▶ **DATA ROWS**

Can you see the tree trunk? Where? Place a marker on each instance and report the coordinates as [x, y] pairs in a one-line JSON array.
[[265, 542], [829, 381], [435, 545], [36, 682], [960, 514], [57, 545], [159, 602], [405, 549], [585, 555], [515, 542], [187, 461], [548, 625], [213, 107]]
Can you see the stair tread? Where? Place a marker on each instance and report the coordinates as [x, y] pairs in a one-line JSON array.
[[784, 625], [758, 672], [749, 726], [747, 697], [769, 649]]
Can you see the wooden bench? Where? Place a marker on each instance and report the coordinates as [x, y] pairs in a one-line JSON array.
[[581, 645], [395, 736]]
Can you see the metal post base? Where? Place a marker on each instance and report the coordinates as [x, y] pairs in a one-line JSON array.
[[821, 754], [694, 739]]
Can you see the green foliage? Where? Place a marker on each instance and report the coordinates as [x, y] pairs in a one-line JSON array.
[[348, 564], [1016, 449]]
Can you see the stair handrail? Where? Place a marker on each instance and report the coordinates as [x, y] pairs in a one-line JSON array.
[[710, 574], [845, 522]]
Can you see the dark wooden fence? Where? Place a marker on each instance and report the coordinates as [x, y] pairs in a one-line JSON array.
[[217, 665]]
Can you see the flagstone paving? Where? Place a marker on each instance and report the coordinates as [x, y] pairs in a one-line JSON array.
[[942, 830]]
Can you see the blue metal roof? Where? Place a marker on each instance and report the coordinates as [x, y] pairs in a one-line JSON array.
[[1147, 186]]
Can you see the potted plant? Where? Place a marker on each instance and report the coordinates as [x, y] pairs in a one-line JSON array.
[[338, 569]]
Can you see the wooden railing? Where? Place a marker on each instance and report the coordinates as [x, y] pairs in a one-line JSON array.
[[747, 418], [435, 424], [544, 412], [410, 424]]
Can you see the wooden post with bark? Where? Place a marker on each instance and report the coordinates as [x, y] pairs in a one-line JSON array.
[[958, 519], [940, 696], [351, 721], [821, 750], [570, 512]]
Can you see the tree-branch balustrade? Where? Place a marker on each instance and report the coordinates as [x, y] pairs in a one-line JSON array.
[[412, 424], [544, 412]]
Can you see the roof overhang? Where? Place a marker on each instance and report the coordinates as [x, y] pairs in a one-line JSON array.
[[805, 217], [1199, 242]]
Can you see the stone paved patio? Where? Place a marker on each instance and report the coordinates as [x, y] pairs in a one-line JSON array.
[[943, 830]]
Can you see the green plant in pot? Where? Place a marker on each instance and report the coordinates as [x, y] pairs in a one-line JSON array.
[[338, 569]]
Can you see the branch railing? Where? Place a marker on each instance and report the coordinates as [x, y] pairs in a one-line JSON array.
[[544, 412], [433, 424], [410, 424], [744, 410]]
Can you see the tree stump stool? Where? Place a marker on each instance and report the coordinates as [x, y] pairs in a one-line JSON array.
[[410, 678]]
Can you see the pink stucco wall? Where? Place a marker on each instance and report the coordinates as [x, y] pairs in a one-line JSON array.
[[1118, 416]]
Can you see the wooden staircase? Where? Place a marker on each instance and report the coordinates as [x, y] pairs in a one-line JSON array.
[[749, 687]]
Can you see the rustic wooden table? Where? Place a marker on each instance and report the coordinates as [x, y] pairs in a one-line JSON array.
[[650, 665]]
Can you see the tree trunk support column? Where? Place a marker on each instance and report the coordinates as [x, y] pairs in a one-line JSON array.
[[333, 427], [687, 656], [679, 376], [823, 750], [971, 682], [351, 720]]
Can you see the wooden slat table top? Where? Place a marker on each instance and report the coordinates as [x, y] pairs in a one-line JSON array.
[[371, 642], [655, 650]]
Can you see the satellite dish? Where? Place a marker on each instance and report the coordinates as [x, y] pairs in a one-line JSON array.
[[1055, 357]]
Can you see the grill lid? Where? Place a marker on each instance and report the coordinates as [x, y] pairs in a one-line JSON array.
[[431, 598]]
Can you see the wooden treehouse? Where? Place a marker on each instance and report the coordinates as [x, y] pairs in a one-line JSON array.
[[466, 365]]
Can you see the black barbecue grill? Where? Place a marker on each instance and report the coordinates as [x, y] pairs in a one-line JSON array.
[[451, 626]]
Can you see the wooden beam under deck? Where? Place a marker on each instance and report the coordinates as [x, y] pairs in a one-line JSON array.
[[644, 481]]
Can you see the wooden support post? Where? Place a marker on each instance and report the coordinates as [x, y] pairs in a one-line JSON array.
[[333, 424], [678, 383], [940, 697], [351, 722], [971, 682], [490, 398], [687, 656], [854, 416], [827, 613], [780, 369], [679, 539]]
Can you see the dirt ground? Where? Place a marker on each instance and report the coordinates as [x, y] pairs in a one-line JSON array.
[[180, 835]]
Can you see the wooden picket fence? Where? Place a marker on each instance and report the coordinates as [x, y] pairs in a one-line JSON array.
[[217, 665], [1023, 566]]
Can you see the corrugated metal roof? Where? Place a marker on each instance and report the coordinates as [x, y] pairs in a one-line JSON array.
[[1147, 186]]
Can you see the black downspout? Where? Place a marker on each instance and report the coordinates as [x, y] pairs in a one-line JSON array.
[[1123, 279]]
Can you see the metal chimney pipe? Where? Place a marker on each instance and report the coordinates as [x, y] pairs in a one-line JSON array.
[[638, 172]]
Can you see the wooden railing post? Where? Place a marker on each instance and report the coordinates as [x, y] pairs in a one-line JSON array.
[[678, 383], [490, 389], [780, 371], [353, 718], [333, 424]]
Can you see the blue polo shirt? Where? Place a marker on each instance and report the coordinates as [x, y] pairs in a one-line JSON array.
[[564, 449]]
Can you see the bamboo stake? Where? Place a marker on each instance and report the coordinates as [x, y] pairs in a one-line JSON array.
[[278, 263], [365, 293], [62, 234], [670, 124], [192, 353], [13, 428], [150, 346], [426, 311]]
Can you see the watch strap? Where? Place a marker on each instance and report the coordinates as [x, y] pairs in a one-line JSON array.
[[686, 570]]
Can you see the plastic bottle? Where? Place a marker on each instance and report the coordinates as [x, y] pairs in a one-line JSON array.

▶ **WHAT YOU NEED TO DO**
Arrange everything from the start of the rows down to the line containing "[[784, 625], [758, 672], [749, 726], [747, 697], [769, 649]]" as a two-column CSV with the headers text and answer. Give one CSV line for each row with its answer, put each value in its own quoted field, and replace any line breaks with spaces.

▶ **WORKED ANSWER**
text,answer
"Can you see the tree trunk? Where? Place a marker on each instance and report the coordinates as [x, y] pairs in a one-line JSON array.","[[265, 542], [829, 381], [435, 545], [36, 682], [960, 514], [57, 545], [159, 602], [405, 549], [585, 555], [515, 542], [187, 461], [548, 625], [213, 107]]"
"Can you see the stair tread? Where? Place a marker on each instance and report the coordinates as [x, y] pairs in a one-line JSON array.","[[784, 625], [758, 672], [749, 726], [747, 697], [769, 649]]"